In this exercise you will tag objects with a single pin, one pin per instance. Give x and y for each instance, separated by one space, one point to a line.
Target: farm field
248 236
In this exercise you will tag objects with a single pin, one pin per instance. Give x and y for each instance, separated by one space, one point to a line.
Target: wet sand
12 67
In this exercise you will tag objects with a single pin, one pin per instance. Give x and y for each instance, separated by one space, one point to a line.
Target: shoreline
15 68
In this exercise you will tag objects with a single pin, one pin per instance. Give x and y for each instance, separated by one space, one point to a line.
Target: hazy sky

#### Problem details:
Set down the listing above in its entirety, exactly as written.

#### Output:
In this exercise you will tag objects with a single pin, one pin per instance. Give x and y for each instance, separated by one space, one point to a line.
Target: farm field
248 236
In this exercise you will tag objects with a single pin, one pin per instance. Give x and y for each instance, separated by one space, one point to a line.
Target: wet sand
12 67
In this exercise you will tag objects with a single pin, one pin per instance. Give x and y for each instance, separated by one space, one point to a line.
Target: shoreline
15 68
In this exercise you will tag objects with a single pin, one pin per instance. Give x and y for each instance, separated by one space, one point to a line.
Target: hazy sky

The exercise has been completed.